Zach Stein-Perlman 7 Sep 2024 16:52 UTC
7 points
8
in reply to: Shankar Sivarajan’s comment on: Zach Stein-Perlman’s Shortform
There’s a selection effect in what gets posted about. Maybe someone should write the “ways Anthropic is better than others” list to combat this.
Edit: there’s also a selection effect in what you see, since negative stuff gets more upvotes…

Zach Stein-Perlman 6 Sep 2024 20:11 UTC
4 points
2
in reply to: Raemon’s comment on: Zach Stein-Perlman’s Shortform
1. I tentatively think this is a high-priority ask
2. Capabilities research isn’t a monolith and improving capabilities without increasing spooky black-box reasoning seems pretty fine
3. If you’re right, I think the upshot is (a) Anthropic should figure out whether to publish stuff rather than let it languish and/or (b) it would be better for lots of Anthropic safety researchers to instead do research that’s safe to share (rather than research that only has value if Anthropic wins the race)

→ EXERCISE DATA
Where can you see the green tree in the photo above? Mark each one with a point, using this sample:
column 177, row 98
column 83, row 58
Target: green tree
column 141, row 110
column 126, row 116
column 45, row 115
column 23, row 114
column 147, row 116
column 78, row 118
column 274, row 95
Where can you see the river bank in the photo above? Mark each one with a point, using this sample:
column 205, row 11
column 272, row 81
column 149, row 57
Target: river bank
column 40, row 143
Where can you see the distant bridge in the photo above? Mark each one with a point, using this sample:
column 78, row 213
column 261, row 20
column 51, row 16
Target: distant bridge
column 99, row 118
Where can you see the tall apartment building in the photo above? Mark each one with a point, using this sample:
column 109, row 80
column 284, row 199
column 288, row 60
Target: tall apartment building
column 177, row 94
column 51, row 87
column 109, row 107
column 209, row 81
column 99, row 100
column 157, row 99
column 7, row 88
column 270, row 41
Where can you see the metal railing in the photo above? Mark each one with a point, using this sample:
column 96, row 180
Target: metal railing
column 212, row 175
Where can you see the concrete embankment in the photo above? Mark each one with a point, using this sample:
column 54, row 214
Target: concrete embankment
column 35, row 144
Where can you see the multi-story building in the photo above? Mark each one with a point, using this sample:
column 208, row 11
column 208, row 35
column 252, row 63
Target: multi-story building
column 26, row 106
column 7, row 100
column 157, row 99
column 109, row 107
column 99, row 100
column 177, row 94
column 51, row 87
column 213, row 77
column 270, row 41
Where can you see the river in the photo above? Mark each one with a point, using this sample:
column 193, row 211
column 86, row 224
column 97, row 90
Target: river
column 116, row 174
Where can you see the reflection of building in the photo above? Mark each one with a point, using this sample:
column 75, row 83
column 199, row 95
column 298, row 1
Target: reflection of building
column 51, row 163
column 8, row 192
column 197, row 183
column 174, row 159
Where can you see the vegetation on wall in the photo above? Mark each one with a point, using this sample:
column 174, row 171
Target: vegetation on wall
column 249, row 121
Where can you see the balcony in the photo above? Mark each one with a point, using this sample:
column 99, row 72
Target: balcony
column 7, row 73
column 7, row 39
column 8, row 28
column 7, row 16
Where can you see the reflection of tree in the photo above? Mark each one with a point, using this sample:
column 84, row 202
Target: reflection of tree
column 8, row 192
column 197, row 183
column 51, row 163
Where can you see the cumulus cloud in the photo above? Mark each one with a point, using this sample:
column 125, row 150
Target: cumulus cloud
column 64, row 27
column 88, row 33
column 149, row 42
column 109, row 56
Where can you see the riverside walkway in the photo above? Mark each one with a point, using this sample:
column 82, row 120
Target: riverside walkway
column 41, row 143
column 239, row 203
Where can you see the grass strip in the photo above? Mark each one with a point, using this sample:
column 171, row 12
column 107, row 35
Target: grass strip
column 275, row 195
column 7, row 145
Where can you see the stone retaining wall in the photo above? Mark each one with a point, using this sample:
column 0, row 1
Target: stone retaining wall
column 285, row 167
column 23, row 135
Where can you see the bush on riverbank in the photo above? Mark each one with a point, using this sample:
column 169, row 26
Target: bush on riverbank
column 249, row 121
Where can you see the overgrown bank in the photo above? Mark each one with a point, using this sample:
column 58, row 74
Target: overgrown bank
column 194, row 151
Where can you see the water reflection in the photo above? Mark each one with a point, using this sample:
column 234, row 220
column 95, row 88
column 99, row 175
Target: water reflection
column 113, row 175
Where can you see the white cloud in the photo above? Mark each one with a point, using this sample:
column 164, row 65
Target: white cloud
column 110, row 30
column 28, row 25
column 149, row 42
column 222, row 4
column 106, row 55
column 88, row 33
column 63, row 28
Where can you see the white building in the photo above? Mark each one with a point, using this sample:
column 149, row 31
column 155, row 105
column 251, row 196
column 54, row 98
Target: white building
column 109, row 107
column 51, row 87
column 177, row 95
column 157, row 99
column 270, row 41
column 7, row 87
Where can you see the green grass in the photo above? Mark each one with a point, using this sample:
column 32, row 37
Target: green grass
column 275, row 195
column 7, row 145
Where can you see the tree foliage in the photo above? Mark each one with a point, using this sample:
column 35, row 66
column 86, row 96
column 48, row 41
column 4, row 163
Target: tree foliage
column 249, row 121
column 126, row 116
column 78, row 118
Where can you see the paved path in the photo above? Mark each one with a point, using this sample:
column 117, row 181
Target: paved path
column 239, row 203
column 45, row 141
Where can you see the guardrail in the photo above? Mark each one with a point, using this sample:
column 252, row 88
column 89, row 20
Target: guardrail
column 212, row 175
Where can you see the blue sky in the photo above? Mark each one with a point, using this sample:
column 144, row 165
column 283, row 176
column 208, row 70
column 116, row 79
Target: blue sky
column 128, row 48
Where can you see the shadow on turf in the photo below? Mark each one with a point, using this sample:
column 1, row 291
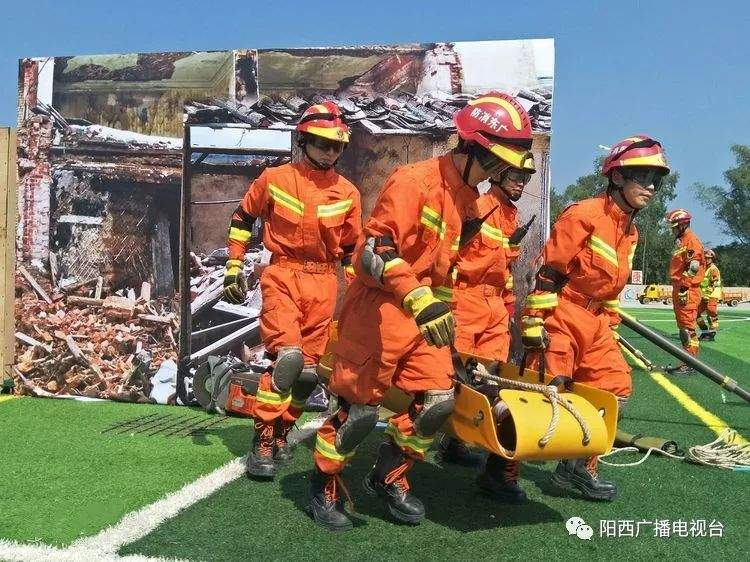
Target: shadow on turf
column 236, row 438
column 449, row 493
column 681, row 422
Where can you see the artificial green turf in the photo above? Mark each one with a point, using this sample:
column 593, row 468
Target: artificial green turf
column 250, row 520
column 63, row 479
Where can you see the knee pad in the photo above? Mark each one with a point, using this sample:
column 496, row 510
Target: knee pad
column 305, row 383
column 360, row 421
column 684, row 336
column 621, row 403
column 288, row 367
column 437, row 406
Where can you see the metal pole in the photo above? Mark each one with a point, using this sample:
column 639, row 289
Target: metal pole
column 722, row 380
column 185, row 317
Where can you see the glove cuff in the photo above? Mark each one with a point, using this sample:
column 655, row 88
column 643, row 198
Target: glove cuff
column 417, row 299
column 531, row 321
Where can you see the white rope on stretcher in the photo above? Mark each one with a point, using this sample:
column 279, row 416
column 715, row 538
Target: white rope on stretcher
column 650, row 450
column 726, row 451
column 550, row 392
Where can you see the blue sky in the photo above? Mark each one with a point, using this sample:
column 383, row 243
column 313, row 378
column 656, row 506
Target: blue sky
column 679, row 71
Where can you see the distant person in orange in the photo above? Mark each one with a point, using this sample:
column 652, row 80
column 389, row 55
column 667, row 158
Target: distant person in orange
column 395, row 328
column 686, row 271
column 710, row 297
column 585, row 264
column 483, row 309
column 312, row 220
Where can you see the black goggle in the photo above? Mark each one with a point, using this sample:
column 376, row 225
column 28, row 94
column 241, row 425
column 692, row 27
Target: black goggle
column 516, row 176
column 645, row 176
column 325, row 144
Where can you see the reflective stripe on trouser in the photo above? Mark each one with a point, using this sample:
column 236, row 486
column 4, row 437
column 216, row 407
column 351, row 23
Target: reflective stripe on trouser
column 582, row 346
column 481, row 323
column 297, row 310
column 269, row 404
column 327, row 459
column 686, row 316
column 400, row 429
column 710, row 308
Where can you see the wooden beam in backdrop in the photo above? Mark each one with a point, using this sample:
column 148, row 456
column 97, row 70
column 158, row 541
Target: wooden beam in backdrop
column 8, row 197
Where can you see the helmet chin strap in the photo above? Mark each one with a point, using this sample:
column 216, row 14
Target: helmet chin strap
column 633, row 210
column 315, row 163
column 467, row 167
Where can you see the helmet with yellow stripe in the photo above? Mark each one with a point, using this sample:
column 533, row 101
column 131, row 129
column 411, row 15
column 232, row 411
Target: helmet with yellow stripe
column 677, row 217
column 324, row 120
column 497, row 122
column 638, row 150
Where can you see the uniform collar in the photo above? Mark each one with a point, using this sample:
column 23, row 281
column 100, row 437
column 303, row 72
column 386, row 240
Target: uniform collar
column 450, row 173
column 612, row 208
column 501, row 197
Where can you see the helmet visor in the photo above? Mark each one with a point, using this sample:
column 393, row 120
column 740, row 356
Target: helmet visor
column 644, row 176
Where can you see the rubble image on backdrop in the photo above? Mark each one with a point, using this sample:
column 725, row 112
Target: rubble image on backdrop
column 100, row 175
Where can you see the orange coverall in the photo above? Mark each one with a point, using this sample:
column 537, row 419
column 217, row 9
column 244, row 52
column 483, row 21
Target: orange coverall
column 482, row 274
column 590, row 247
column 312, row 219
column 687, row 248
column 421, row 208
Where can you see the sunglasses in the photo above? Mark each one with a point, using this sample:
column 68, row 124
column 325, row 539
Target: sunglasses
column 645, row 176
column 518, row 177
column 326, row 145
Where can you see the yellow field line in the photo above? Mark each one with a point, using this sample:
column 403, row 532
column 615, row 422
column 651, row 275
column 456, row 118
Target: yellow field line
column 714, row 423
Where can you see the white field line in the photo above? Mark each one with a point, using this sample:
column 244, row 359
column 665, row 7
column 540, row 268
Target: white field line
column 21, row 552
column 721, row 320
column 138, row 524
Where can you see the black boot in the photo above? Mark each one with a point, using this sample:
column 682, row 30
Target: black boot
column 452, row 450
column 500, row 479
column 388, row 480
column 259, row 463
column 582, row 475
column 326, row 506
column 283, row 452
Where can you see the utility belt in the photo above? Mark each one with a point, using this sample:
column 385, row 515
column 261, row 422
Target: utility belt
column 486, row 290
column 592, row 305
column 308, row 266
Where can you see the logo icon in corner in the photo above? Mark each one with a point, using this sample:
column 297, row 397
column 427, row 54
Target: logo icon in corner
column 577, row 526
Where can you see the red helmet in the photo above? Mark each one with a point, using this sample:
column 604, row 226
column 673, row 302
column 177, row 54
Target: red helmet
column 638, row 150
column 499, row 123
column 324, row 120
column 677, row 217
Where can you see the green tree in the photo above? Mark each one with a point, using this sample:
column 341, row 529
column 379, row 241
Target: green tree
column 655, row 242
column 731, row 203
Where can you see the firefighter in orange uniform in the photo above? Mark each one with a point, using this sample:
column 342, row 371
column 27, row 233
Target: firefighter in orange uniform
column 686, row 271
column 394, row 327
column 483, row 304
column 312, row 220
column 710, row 296
column 585, row 264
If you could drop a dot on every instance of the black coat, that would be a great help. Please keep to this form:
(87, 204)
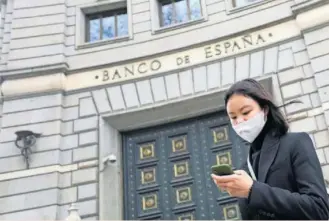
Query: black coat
(290, 183)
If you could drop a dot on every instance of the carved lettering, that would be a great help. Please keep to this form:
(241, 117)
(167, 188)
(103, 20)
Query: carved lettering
(208, 52)
(142, 69)
(218, 50)
(227, 45)
(116, 75)
(149, 67)
(183, 60)
(260, 38)
(155, 65)
(235, 46)
(247, 40)
(129, 71)
(106, 76)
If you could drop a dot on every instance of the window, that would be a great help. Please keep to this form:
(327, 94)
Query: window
(106, 25)
(179, 11)
(240, 3)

→ EXERCISES
1 – Recast the paragraph of the forum thread about Anthropic that begins "If you’re right, I think the upshot is" as a short bulleted list that keeps its main points.
2 – Go on with the forum thread about Anthropic, starting after its final sentence.
The rows have no connection to the forum thread about Anthropic.

→ ANSWERS BY ITEM
1 –
If right, the upshot is:
- Anthropic should work out whether to publish research instead of letting it languish, and/or
- many Anthropic safety researchers would do better to pursue research that is safe to share, rather than research that only has value if Anthropic wins the race.

2 –
Zach Stein-Perlman 6 Sep 2024 19:30 UTC
28 points
12
on: Zach Stein-Perlman’s Shortform
I was recently surprised to notice that Anthropic doesn’t seem to have a commitment to publish its safety research.^[1] It has a huge safety team but has only published ~5 papers this year (plus an evals report). So probably it has lots of safety research it’s not publishing. E.g. my impression is that it’s not publishing its scalable oversight and especially adversarial robustness and inference-time misuse prevention research.
Not-publishing-safety-research is consistent with Anthropic prioritizing the win the race goal over the help all labs improve safety goal, insofar as the research is commercially advantageous. (Insofar as it’s not, not-publishing-safety-reseach is baffling.)
Maybe it would be better if Anthropic published ~all of its safety research, including product-y stuff like adversarial robustness such that others can copy its practices.
(I think this is not a priority for me to investigate but I’m interested in info and takes.)
[Edit: in some cases you can achieve most of the benefit with little downside except losing commercial advantage by sharing your research/techniques with other labs, nonpublicly.]
1. ^
  I failed to find good sources saying Anthropic publishes its safety research. I did find:
  https://www.anthropic.com/research says “we . . . share what we learn [on safety].”
  President Daniela Amodei said “we publish our safety research” on a podcast once.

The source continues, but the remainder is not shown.